### Task to carry out
Pick up the passage on the tile-laying game Dorfromantik after its last line and carry it forward.

BEGIN Source extract

In German, Dorfromantik literally means “village romanticization”, and that describes this game perfectly. Created by a group of four German students, it’s an arable idyll, built one hexagonal tile at a time. Almost board game-like in its functionality, akin to something like Carcassonne, each round starts with you being given 40 tiles to play with. These tiles will have different elements on them, from villages and woodland, to train tracks and river bends. Some are completely dominated by a single tile type, but the majority will have contrasting edges that you’ll have to work to place in the most effective way. 

In essence, it’s just a case of matching tile types, using the edges to bring different locales together, and starting to build out your own little hexagonal paradise. The more tiles you successfully place, you’ll start unlocking more tile types, including windmills, wild deer, and town squares. None of them will add any more complexity to your little world-building, just the option to make it all even more aesthetically pleasing.

And that’s the real allure. The more you place, the more your little world grows, with just the vaguest hints of life emerging from within it. A deer nibbles on a patch of grass, a windmill’s vanes turn slowly in the breeze against a sea of yellow fields, a flock of birds flies in a v from one side of the screen to another. It’s a serene way to build that’s the opposite of real-life – completely free of hustle, bustle, and drama. And it’s utterly aspirational. I don’t really want Let’s Plays, but I have seen some people achieve the high scores that I could only dream of, with their tiles laid out for miles end to end, rivers weaving through like spaghetti dropped on a lush green carpet. 

Hexagonal happiness


(Image credit: Toukana Interactive)

END Source extract
BEGIN Material shown

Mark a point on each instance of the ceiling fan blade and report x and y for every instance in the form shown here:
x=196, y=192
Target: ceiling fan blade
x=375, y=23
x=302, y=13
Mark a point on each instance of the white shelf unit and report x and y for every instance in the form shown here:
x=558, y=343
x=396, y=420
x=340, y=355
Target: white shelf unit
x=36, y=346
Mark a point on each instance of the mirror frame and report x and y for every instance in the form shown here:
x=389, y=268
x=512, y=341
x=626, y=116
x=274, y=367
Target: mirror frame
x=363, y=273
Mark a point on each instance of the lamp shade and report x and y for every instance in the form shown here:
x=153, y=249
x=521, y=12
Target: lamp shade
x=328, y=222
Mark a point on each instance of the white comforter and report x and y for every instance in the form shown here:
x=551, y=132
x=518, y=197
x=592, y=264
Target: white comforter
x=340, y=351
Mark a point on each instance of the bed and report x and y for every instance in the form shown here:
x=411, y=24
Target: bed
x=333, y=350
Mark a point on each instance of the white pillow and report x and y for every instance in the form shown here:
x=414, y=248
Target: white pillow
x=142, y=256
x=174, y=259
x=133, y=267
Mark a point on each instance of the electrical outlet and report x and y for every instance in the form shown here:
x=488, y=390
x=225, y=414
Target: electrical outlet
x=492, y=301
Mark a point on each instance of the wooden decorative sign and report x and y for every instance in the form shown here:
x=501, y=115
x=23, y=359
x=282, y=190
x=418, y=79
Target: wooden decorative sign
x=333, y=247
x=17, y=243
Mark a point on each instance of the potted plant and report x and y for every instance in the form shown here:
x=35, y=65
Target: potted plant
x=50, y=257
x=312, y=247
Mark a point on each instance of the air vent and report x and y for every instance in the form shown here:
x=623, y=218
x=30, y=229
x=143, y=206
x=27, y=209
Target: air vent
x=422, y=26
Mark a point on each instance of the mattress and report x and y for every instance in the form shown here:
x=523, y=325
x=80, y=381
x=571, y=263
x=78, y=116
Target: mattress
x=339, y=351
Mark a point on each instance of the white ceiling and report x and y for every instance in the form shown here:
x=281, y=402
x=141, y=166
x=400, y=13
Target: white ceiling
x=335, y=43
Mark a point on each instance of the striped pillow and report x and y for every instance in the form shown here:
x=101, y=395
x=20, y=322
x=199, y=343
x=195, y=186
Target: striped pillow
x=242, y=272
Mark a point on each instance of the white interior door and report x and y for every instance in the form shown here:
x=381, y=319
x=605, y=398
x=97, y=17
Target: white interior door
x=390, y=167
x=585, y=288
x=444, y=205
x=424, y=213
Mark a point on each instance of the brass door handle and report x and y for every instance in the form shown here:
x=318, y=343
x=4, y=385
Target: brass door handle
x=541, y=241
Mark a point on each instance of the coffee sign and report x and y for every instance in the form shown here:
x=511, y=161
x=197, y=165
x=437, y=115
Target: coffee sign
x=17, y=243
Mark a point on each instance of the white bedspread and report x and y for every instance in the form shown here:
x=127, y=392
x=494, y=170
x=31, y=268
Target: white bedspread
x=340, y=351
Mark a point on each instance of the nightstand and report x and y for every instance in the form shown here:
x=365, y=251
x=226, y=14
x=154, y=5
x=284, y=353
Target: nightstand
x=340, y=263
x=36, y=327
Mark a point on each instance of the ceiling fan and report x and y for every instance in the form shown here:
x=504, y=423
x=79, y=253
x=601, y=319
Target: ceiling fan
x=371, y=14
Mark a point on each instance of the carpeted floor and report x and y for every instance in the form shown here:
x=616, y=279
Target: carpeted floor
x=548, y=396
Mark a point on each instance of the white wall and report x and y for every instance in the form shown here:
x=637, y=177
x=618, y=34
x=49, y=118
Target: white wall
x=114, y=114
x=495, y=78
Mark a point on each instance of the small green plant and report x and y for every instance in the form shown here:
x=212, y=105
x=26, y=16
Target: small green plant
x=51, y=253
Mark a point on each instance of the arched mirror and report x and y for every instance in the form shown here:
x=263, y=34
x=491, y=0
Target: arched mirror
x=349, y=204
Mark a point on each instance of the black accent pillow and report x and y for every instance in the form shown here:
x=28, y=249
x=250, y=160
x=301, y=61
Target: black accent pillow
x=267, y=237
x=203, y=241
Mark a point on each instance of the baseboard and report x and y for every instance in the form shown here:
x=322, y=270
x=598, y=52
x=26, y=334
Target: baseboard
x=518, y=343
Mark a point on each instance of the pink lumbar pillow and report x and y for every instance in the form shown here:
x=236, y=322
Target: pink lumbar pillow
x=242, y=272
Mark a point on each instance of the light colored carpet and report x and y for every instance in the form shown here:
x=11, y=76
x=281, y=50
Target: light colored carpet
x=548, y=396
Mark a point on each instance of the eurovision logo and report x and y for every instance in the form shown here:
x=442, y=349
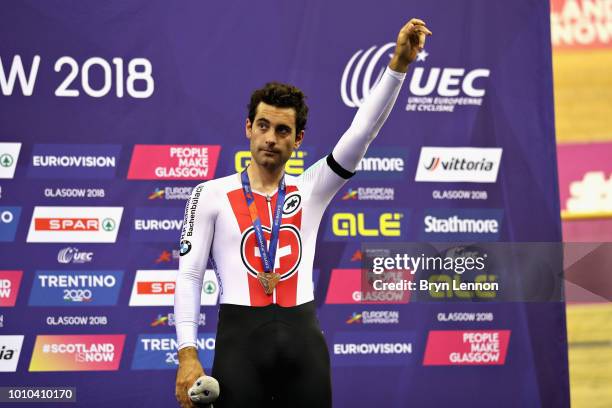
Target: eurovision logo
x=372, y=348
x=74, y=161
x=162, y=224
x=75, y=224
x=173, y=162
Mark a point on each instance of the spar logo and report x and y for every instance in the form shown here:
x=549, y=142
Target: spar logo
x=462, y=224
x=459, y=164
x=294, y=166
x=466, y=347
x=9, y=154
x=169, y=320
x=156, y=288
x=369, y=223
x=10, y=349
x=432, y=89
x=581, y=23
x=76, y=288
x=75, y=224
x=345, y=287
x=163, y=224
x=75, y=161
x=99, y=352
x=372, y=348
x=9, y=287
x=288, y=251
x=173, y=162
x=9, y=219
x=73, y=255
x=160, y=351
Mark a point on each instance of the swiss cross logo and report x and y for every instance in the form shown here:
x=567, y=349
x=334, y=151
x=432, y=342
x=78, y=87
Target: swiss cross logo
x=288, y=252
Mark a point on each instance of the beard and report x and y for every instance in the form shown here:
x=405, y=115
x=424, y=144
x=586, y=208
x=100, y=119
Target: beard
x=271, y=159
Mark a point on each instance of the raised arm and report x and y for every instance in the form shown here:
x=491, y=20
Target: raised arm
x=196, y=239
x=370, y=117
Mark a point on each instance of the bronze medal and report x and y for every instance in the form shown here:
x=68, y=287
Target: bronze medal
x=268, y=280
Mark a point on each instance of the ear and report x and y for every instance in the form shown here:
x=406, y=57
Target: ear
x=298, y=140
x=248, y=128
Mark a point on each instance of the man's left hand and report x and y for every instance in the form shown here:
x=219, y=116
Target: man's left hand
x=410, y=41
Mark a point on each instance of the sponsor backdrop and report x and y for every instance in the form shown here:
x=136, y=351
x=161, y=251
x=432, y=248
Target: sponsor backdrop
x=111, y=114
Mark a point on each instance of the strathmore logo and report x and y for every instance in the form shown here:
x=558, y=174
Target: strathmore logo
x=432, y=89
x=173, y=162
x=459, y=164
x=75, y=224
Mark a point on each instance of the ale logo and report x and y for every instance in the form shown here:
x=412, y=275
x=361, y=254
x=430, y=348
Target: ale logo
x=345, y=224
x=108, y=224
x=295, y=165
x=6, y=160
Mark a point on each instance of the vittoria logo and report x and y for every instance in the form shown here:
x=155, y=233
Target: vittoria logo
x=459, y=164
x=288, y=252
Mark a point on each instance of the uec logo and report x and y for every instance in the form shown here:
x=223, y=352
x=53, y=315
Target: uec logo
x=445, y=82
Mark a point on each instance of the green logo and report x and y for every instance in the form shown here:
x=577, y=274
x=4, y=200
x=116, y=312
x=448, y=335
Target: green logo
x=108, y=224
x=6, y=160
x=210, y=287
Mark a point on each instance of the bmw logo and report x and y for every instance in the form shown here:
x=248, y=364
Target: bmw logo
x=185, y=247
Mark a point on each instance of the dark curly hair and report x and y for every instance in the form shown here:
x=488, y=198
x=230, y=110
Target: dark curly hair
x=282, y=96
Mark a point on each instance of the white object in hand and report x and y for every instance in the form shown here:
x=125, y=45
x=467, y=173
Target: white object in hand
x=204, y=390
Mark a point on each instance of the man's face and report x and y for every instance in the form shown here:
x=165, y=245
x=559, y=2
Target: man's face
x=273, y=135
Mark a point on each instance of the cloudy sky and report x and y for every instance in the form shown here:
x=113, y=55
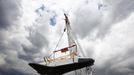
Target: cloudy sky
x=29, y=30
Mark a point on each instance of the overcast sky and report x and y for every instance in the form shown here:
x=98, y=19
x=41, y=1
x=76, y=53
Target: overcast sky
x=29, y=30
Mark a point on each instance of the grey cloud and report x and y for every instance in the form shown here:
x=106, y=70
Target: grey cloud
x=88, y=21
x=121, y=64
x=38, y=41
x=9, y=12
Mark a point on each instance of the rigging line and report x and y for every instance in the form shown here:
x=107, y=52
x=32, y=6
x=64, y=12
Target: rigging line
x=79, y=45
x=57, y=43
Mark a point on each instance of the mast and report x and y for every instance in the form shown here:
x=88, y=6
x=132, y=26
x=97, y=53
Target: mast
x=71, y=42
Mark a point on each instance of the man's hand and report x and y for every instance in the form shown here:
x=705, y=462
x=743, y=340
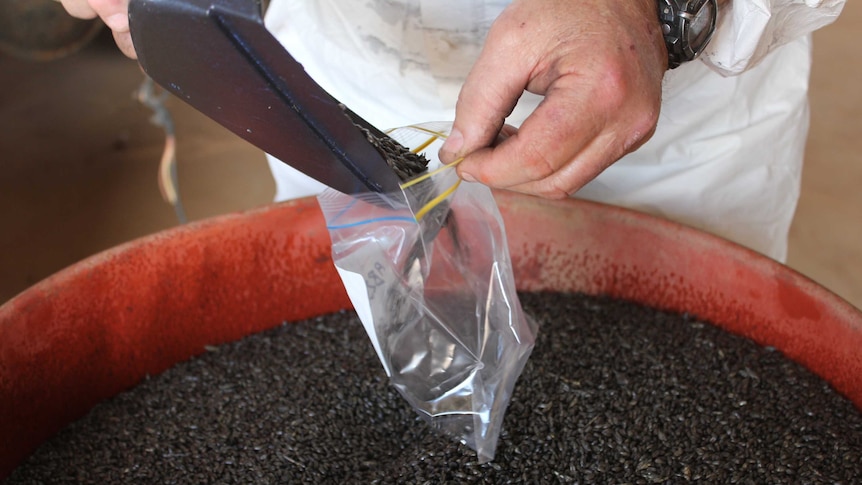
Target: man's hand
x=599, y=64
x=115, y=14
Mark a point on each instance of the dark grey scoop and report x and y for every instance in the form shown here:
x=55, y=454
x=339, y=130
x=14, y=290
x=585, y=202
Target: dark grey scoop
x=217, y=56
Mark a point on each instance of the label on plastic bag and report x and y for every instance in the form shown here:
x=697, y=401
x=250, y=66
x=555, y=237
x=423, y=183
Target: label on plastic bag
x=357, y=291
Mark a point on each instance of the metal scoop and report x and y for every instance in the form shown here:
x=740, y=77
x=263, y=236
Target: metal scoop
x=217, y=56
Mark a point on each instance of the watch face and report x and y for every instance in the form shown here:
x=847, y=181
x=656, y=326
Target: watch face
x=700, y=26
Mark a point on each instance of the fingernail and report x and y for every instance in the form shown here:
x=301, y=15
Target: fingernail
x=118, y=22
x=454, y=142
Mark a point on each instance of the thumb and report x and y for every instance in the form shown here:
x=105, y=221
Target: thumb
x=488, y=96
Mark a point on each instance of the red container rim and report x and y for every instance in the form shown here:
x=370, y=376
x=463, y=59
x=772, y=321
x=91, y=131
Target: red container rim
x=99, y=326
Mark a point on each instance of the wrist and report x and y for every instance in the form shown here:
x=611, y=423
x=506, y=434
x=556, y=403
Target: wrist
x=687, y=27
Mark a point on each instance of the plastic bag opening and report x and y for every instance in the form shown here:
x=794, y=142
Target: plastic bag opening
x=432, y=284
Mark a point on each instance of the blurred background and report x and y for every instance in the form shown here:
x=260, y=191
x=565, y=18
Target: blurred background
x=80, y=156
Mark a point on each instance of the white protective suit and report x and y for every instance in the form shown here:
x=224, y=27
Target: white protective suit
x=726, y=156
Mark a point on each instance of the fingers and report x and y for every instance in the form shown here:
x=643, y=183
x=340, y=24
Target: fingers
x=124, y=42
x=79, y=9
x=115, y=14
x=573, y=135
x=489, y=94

END Material shown
BEGIN Material shown

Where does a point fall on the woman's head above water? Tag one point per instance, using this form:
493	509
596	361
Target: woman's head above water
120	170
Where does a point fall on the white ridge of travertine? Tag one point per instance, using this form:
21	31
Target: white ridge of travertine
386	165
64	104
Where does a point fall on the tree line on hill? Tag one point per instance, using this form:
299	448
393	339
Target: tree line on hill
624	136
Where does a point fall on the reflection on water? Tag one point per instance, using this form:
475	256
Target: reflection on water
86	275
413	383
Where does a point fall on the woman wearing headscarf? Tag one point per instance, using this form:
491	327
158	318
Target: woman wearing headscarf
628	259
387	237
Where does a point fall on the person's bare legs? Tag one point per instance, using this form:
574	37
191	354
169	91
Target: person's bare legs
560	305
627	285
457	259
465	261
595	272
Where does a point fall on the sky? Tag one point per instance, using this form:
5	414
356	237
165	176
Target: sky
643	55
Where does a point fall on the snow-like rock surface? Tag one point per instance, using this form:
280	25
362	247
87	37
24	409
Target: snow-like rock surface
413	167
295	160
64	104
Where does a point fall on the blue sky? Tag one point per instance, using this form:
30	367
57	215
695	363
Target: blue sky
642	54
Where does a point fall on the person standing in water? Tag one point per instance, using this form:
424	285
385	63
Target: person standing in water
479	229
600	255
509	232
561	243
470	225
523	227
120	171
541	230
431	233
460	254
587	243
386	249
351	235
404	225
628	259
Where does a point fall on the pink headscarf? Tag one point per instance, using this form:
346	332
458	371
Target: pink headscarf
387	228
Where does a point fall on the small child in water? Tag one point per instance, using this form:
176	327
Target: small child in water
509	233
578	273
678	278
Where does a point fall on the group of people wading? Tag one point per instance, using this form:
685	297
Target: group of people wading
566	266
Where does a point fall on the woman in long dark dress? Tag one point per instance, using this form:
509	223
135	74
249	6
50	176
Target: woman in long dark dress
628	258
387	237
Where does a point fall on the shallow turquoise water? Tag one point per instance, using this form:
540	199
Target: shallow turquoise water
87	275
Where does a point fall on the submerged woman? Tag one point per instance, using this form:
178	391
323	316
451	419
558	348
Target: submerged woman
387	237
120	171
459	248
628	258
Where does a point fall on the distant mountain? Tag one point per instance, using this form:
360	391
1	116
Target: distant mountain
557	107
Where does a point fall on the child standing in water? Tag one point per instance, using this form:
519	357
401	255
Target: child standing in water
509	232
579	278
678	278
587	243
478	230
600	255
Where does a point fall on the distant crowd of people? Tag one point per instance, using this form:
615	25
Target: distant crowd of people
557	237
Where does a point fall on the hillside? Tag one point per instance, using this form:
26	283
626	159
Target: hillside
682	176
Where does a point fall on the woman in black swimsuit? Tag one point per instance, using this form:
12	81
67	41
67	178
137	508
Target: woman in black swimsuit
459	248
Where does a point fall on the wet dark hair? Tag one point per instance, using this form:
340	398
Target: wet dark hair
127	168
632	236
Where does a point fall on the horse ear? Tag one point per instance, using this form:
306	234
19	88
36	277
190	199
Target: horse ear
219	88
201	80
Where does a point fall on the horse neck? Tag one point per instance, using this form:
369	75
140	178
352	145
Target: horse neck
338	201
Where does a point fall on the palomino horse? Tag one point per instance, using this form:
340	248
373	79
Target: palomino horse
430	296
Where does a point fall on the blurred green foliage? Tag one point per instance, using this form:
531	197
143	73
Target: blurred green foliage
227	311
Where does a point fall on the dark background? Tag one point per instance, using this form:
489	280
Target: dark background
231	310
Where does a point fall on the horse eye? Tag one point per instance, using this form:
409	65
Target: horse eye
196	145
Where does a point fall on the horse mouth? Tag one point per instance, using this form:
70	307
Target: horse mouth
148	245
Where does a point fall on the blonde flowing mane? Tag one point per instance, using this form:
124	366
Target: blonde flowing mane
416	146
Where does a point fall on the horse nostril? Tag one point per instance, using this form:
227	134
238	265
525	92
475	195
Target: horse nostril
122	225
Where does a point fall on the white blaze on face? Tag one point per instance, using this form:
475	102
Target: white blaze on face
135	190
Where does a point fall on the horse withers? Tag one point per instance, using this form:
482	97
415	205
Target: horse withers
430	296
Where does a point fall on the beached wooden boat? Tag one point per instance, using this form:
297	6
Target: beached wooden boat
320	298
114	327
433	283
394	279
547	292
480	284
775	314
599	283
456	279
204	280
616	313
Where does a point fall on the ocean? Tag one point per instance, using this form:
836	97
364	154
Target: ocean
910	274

END Material shown
BEGIN Material shown

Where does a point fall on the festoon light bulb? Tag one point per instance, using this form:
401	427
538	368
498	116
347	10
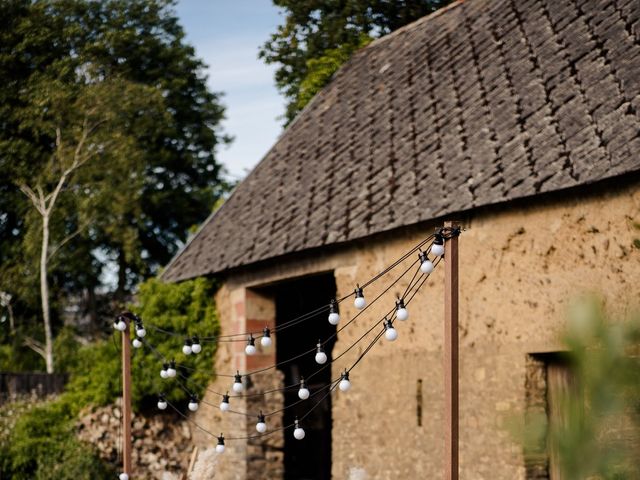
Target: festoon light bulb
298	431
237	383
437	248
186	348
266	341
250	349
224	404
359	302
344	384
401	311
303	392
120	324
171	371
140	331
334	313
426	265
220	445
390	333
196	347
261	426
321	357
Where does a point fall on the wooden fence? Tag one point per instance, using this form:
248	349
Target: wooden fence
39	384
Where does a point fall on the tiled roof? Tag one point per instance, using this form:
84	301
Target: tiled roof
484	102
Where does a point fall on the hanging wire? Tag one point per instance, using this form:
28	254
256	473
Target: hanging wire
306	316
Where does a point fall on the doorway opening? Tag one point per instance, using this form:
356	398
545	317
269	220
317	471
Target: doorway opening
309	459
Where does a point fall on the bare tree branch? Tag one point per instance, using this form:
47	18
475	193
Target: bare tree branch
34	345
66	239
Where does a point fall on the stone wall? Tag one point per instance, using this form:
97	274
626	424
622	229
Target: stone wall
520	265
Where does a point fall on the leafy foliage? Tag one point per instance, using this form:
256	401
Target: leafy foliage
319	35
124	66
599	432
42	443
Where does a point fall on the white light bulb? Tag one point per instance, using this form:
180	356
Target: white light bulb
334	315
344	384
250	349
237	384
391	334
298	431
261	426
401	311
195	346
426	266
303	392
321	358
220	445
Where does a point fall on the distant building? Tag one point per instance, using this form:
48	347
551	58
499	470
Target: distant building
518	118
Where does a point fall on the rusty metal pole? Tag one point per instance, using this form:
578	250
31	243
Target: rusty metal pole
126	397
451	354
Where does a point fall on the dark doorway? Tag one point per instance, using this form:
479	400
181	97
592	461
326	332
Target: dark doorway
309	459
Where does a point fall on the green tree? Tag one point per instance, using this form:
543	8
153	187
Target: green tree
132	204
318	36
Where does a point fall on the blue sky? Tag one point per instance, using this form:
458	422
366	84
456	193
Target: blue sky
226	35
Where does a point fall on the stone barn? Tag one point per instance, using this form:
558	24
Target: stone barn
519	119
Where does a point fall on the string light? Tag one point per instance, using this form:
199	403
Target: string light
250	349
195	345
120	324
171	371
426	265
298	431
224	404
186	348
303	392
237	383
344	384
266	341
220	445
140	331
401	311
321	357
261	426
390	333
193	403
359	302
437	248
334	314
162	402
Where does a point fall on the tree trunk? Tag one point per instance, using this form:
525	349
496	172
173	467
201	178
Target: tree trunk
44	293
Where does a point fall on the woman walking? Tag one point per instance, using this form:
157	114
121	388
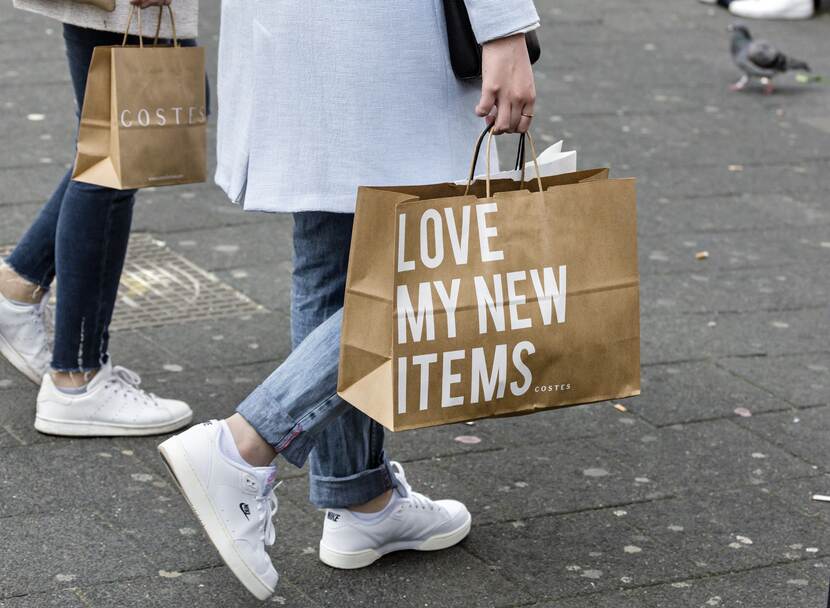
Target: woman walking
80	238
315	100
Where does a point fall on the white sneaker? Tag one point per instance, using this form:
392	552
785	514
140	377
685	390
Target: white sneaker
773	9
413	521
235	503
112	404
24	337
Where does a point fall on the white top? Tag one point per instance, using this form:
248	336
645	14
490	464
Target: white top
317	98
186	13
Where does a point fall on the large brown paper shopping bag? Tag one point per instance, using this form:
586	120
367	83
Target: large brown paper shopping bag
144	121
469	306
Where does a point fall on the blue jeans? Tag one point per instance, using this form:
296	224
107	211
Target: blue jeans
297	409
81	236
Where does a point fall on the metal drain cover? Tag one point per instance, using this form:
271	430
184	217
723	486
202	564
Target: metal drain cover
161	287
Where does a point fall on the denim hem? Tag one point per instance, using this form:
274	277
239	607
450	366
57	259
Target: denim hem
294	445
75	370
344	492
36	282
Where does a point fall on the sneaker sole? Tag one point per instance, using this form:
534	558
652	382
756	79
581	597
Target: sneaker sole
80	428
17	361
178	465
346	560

END Material shown

### Final answer
Although it initially won’t seem like it, there is a scoring system at play in Dorfromantik too. The soothing music and tranquil aesthetics might be enough for many players, but if you want the tiles to keep replenishing, you’ll have to get involved in how Dorfromantik’s win conditions work. Some tiles will have numbers and a plus sign on them, which indicate that you need to connect at least a certain amount of additional tiles to that one. Spinning the tiles to make sure that you achieve a good flow for each of your areas, and there’s such joy when you start building up a long chain of forests or villages, with rivers and train lines weaving through them. 

Others though will need a specific number of additional connections, which is where Dorfromantik gets quietly complicated. It won’t just be a set tile count in some cases, but a specific number of trees or tiny chocolate box homes to add. But again, there’s no inherent panic in these tiny tick boxes, only the allure of more tiles to lay to keep advancing your little paradise.

There are also longer-term objectives to explore if you so wish, hidden in little circles that hover in the top right of your screen. They’re much more fluid goals, like creating a train line with at least 50 tiles involved, and you’ll find yourself ticking them off without even trying. 

The only stress comes from desperately wanting to see a certain tile come up in the pile.

It’s the kind of game where minutes turn to hours without you even realizing it, and when you do it’s like exiting a meditative state. It’s hexagonal peace and serenity in a world where that’s seriously hard to find, and will quickly become your go-to escape after a busy day.